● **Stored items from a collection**
____

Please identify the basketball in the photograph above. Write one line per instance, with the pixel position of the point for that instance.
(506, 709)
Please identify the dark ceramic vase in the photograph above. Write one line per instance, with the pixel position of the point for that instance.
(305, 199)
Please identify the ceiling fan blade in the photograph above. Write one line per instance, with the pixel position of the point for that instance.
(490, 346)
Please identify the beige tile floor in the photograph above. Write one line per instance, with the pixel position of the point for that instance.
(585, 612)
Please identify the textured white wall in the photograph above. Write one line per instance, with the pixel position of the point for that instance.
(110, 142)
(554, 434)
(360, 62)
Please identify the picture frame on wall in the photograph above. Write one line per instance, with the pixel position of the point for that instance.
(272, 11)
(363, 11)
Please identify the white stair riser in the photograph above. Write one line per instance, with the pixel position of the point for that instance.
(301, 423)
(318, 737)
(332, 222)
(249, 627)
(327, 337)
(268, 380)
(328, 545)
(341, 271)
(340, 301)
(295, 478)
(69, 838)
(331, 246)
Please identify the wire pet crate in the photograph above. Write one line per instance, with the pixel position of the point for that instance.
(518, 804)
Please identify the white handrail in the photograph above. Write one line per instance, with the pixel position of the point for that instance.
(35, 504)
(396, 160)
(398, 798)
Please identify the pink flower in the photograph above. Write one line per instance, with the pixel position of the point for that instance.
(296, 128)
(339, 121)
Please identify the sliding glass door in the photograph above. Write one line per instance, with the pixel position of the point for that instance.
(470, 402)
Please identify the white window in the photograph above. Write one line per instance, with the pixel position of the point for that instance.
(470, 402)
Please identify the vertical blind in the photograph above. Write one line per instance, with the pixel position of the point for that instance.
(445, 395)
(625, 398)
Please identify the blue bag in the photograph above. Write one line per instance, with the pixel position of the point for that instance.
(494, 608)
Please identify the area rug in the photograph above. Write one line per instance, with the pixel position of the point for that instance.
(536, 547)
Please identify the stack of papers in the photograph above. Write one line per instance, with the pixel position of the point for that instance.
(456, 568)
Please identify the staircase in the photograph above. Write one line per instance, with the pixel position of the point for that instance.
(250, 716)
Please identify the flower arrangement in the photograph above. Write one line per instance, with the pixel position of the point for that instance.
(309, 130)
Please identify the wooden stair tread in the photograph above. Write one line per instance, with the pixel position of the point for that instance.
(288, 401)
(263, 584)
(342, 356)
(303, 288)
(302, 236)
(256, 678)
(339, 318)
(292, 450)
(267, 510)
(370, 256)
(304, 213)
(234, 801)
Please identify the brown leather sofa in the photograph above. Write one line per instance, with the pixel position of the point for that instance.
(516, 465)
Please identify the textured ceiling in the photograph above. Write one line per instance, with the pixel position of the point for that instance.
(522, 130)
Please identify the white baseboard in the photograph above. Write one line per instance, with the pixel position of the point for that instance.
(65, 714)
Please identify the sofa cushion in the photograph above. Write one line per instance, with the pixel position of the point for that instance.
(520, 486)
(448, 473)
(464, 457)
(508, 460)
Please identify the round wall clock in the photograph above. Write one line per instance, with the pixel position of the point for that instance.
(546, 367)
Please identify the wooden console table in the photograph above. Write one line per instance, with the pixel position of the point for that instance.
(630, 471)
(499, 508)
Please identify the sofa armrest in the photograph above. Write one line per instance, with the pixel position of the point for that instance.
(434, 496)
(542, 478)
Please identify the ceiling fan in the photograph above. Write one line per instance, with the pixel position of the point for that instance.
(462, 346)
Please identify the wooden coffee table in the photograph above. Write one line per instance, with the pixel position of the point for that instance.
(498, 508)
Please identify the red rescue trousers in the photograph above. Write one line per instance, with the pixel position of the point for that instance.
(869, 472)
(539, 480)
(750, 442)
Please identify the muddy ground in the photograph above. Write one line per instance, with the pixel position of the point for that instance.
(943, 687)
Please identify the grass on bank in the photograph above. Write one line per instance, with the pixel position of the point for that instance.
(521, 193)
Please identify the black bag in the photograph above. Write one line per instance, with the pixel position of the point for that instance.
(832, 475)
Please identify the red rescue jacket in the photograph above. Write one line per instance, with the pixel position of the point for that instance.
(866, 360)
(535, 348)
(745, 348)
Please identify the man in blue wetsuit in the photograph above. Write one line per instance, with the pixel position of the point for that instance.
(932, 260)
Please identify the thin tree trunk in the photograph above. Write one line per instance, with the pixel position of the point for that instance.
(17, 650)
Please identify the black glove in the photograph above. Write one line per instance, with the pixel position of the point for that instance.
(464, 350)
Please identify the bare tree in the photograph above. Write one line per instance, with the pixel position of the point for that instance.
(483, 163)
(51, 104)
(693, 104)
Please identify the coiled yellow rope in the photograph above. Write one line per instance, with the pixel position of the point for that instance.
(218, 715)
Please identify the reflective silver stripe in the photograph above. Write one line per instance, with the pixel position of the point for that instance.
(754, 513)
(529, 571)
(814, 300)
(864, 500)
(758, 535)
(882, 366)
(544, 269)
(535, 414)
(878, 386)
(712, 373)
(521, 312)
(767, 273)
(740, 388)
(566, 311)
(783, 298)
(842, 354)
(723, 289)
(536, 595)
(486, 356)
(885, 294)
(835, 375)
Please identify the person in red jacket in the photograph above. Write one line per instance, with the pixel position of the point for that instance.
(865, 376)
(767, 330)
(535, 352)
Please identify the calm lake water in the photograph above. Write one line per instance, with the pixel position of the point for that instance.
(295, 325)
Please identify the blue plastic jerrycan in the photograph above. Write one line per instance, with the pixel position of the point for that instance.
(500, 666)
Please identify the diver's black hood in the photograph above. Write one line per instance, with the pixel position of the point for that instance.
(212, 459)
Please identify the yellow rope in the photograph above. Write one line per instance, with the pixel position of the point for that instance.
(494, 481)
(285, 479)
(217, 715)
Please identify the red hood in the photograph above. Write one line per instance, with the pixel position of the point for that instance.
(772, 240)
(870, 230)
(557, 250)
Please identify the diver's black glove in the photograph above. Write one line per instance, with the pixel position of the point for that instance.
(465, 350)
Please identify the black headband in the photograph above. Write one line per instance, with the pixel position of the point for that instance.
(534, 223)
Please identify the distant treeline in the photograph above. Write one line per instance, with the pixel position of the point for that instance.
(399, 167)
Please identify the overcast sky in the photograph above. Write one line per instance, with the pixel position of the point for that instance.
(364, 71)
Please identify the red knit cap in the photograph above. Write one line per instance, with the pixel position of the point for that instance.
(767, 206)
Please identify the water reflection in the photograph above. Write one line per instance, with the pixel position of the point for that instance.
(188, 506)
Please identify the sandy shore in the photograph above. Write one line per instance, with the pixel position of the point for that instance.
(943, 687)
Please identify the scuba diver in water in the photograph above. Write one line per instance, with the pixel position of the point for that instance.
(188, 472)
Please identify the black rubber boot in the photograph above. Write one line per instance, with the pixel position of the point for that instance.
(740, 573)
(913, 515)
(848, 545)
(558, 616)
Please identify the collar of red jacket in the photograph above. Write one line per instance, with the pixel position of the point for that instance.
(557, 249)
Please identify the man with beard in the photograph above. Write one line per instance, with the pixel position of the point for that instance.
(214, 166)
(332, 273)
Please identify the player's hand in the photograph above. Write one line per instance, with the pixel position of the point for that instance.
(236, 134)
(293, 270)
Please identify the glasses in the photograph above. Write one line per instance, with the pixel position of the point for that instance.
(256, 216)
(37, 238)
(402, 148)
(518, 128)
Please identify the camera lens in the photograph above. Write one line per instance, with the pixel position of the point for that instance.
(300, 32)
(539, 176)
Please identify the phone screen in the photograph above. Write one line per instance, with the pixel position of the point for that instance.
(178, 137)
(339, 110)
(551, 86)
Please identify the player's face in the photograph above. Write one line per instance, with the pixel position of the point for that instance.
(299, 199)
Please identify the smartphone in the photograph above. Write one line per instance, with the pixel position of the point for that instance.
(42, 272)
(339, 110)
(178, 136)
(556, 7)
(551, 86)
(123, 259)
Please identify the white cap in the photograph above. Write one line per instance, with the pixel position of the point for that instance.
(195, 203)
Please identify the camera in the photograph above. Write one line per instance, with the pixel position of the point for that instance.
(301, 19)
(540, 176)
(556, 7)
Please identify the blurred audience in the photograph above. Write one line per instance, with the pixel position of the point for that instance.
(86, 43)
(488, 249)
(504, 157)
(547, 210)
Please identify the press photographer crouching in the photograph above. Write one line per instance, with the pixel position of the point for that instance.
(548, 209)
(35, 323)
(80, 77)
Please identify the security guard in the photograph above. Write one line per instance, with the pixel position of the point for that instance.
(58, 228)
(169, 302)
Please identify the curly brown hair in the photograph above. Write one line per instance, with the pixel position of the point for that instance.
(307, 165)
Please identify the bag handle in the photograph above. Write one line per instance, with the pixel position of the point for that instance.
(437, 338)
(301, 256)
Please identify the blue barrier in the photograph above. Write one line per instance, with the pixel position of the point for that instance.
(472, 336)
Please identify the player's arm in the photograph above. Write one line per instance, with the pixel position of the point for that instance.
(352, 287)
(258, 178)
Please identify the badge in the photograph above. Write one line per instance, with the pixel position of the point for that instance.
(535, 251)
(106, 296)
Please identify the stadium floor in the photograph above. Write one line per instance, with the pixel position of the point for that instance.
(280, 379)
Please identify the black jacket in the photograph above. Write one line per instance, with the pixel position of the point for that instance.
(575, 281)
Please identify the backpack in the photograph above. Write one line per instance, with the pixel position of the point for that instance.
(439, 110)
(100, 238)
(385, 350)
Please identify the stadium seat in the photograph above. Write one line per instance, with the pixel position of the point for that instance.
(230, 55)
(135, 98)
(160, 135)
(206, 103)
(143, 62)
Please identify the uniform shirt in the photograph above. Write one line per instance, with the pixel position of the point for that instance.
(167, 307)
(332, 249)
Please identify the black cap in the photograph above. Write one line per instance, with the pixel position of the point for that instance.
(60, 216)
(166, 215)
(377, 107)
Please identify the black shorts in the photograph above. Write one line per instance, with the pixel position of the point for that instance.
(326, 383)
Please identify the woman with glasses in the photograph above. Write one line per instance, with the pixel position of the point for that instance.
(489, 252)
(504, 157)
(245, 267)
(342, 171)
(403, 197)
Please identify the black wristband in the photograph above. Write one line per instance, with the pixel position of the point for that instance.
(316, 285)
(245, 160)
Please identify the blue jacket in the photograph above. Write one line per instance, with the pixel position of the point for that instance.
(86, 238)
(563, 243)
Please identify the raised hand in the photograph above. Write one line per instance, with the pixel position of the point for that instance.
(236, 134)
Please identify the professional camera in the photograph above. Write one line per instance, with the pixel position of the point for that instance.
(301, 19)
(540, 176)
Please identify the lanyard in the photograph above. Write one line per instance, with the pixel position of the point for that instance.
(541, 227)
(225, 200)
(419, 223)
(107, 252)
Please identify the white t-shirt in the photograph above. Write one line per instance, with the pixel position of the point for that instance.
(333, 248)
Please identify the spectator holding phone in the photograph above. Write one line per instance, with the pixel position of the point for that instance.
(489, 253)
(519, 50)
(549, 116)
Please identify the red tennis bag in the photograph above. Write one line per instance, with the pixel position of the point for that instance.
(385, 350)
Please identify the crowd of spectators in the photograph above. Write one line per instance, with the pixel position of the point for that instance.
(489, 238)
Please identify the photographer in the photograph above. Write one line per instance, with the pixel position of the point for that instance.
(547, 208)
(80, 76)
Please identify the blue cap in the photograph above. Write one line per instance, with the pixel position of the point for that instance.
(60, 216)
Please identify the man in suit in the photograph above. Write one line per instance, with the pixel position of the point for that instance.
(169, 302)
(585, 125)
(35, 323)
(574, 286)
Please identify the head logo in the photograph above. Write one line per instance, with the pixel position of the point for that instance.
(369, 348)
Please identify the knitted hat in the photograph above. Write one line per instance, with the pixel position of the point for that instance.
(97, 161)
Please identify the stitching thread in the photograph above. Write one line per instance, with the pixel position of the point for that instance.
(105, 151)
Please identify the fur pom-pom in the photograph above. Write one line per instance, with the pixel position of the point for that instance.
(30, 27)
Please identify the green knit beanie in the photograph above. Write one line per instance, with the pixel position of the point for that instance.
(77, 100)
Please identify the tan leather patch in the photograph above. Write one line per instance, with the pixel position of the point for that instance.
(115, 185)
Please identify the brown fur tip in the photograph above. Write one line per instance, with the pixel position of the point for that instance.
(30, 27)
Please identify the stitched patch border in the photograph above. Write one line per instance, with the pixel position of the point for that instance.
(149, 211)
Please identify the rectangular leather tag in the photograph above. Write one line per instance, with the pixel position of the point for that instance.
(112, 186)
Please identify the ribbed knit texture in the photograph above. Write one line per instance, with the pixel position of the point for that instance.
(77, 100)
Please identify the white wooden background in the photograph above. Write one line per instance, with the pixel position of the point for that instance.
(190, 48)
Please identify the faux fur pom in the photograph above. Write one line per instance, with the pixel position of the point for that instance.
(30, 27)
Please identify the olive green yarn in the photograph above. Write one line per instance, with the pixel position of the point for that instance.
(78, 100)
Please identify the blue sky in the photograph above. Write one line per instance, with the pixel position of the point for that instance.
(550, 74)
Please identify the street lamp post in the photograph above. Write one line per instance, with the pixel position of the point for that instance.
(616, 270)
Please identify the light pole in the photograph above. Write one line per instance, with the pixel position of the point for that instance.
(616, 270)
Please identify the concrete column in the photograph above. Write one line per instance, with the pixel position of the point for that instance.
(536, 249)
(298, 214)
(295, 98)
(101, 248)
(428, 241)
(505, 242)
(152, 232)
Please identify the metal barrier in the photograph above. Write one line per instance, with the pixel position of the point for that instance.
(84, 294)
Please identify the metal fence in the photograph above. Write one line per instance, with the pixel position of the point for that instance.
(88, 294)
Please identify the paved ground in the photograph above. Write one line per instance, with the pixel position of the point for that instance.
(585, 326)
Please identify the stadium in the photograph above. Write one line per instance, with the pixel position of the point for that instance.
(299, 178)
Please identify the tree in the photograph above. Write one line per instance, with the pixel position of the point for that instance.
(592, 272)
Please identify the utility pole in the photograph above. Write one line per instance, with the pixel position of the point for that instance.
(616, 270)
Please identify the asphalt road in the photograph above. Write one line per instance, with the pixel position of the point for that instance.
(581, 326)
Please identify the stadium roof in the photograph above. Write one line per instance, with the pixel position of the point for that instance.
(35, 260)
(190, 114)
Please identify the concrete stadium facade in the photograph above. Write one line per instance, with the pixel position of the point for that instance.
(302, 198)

____

Repeat the lines from the one containing "Please identify the metal fence" through the end of the listing, exactly and without any other lines; both ends are included.

● **Solution to the exercise**
Please identify the metal fence in the photograph above. Write one line per instance, with the pixel position of the point for that instance.
(88, 294)
Please identify the paved ground in the photograph above. Write one line per instance, with the pixel position of the point for that instance.
(585, 326)
Please identify the stadium in the photograph above. Write one line per instance, with the pixel position of the point for that instance.
(299, 178)
Please identify the tree in the photograph above. Write one line per instance, with the pixel position of the point for that instance.
(592, 272)
Please identify the utility pole in the photograph above. Write one line per instance, with the pixel position of the point for that instance.
(616, 270)
Please identify the asphalt road in the photograph above. Write one line per instance, with the pixel position of the point for that instance.
(581, 326)
Please identify the stadium roof in the photograph above. Write one line per instance, with the pixel position of the point for that instance.
(35, 260)
(190, 114)
Please identify the concrete stadium facade in the photograph above. Write one line per instance, with the pixel position of the point for that instance.
(302, 198)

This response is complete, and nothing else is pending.